*Passage provided*
>>

Three small refinements that follow from using maple_tree more
idiomatically on the alloc and free walkers:

  - Carry the MA_STATE through the alloc walker instead of dropping
    and re-positioning it between the gap query, the candidate
    classify step, and the post-clip publish.  The walker is already
    pointing at the chosen range; reuse it.

  - When the gap query is satisfied by an entry whose start is not
    yet aligned, ask for a gap of (size + align - 1) so the first
    match is guaranteed alignable.  This matches the effective
    behaviour of the augmented rb_tree's gap traversal.

<<

*Data listing*

>>

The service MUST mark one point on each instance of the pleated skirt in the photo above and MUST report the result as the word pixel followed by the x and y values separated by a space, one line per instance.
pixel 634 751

<<
>>

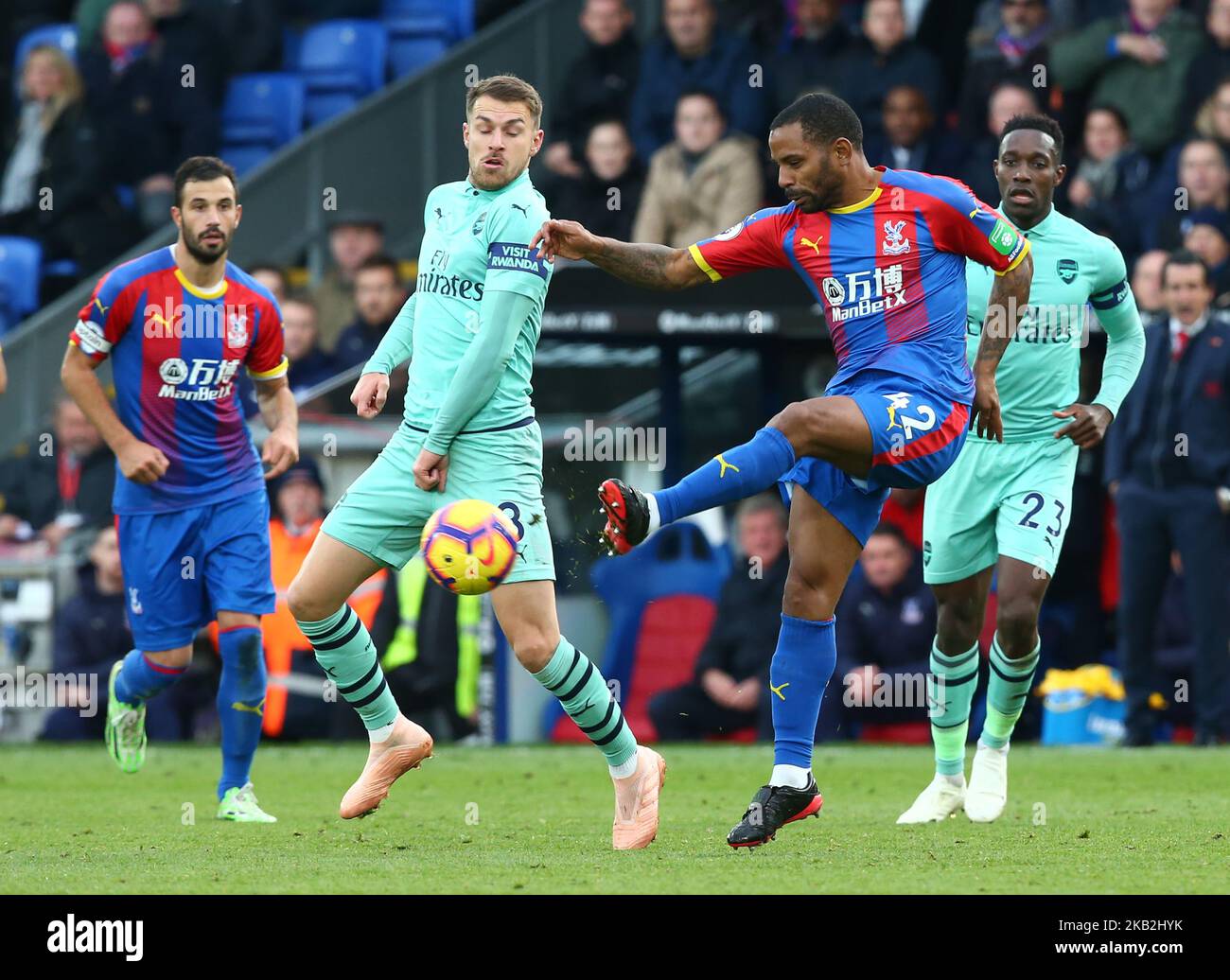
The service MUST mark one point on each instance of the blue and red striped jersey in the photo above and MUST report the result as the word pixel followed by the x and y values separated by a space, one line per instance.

<<

*Required actions*
#1 In the maple_tree patch notes, what size of gap is requested when the gap query is satisfied by an entry whose start is not yet aligned?
#2 Resume the maple_tree patch notes after their last sentence.
The entries are not needed for what follows.

*Written responses*
#1 A gap of (size + align - 1).

#2
  - When va_clip narrows an existing free entry, store NULL on just
    the consumed sub-range instead of erasing the whole entry and
    re-storing the surviving prefix/suffix.  mas_store(NULL,
    [start, end]) leaves the un-trimmed sub-range of the original
    entry intact, so the re-store is unnecessary.

  - Walk the address-keyed occupied tree with mas_find on the rare
    decay path so the per-node free-area scan can prune ranges that
    are already aligned out.

No semantic change to the allocator policy, the free-area shape, or
the addresses returned.

Signed-off-by: Pranjal Arya <pranjal.arya@oss.qualcomm.com>
---
 mm/vmalloc.c | 338 +++++++++++++++++++++++++++++++++++++++++++++++++----------
 1 file changed, 283 insertions(+), 55 deletions(-)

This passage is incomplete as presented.